* [Task input]
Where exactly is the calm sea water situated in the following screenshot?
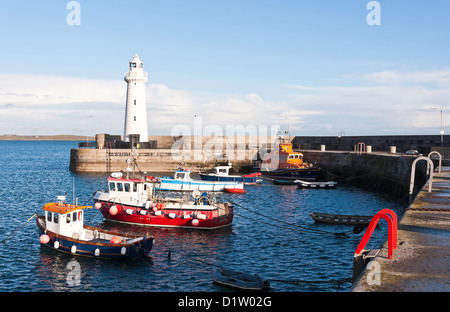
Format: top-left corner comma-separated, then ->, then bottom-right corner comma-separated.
0,141 -> 407,292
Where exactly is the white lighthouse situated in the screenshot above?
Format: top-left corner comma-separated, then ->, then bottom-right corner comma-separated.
123,55 -> 148,142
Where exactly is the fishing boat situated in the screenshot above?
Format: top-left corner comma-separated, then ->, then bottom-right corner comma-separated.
294,180 -> 337,188
199,163 -> 262,184
309,212 -> 373,225
213,268 -> 270,290
156,169 -> 244,192
93,172 -> 233,230
224,187 -> 245,194
36,196 -> 154,259
253,137 -> 320,181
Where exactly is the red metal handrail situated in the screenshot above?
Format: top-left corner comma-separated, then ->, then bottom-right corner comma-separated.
355,209 -> 397,259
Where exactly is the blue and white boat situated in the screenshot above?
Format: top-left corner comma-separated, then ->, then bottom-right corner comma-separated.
155,169 -> 244,192
199,163 -> 262,184
36,196 -> 154,259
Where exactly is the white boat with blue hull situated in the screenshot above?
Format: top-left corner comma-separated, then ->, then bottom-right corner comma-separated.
155,169 -> 244,192
199,163 -> 262,184
36,196 -> 153,259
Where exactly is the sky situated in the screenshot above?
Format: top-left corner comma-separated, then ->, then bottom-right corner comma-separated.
0,0 -> 450,136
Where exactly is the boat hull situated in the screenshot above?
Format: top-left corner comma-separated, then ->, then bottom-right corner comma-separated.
309,212 -> 373,225
295,181 -> 337,189
213,268 -> 270,290
36,216 -> 153,259
97,200 -> 233,230
261,168 -> 320,181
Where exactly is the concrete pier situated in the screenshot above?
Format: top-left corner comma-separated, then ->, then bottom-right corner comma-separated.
352,167 -> 450,292
69,148 -> 257,173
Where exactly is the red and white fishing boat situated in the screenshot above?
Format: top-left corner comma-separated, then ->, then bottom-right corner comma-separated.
94,173 -> 233,230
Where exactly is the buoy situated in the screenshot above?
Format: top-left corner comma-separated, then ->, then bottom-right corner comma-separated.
39,234 -> 50,244
110,236 -> 122,244
109,206 -> 117,216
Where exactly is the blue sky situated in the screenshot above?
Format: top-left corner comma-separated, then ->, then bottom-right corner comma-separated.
0,0 -> 450,135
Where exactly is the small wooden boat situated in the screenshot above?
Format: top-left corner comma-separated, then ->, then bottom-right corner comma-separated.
295,180 -> 337,188
213,268 -> 270,290
36,196 -> 153,259
224,187 -> 245,194
309,212 -> 373,225
272,180 -> 297,185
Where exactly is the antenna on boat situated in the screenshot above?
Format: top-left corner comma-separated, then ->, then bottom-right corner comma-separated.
72,176 -> 75,204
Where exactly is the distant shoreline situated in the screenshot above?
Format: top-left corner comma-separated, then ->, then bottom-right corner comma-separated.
0,134 -> 95,141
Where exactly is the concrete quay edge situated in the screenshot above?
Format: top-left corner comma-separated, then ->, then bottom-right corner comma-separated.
351,167 -> 450,292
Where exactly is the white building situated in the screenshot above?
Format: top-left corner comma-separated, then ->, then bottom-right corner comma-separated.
123,55 -> 148,142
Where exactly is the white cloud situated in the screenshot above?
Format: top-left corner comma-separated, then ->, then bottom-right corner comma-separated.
0,70 -> 450,135
286,70 -> 450,135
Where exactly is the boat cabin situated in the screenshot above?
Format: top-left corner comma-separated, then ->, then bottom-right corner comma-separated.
213,163 -> 231,176
43,196 -> 91,237
173,169 -> 192,182
108,173 -> 153,202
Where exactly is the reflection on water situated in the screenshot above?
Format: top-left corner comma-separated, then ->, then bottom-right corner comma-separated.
0,141 -> 406,292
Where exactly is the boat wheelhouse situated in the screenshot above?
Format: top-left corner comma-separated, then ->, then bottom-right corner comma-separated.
199,163 -> 262,184
94,173 -> 233,229
36,196 -> 153,259
156,169 -> 244,192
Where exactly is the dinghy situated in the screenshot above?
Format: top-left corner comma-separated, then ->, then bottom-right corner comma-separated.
309,212 -> 373,225
213,268 -> 270,290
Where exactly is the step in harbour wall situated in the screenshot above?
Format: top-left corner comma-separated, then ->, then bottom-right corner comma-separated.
303,151 -> 426,195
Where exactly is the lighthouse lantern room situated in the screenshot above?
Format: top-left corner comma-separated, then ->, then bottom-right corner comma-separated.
123,55 -> 148,142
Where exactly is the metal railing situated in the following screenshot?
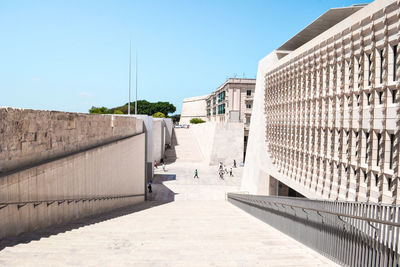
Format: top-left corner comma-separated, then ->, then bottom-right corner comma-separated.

* [Task to carry out] Print the rows starting at the line that contains "Where exactly is the blue and" and ending at the line that contains "261,168 -> 320,181", reproducing them exactly, with both of those lines included.

* [Task result]
Where exactly is the blue and white boat situated in the screenshot above?
Format: top-left corner comma-separated, then ->, then bottom-right corner comma-separated.
155,169 -> 244,192
199,163 -> 262,184
36,196 -> 154,259
Where exactly is the white boat with blue hull situated in the screenshot above?
Format: top-left corner comma-separated, then ->, then bottom-right corner comma-separated.
155,169 -> 244,192
199,163 -> 262,184
36,196 -> 153,259
Where exactly is the sky situated in the screenshot above?
Format: top-left corner comma-separated, then ->, then bottom-right corner comma-separated.
0,0 -> 450,136
Where exactly is the boat hull situated in the screenshot above?
Format: top-left corner comma-separated, then ->, then bottom-right corner comma-separated.
309,212 -> 373,225
295,181 -> 337,189
213,268 -> 270,290
36,216 -> 153,259
97,200 -> 233,230
261,168 -> 320,181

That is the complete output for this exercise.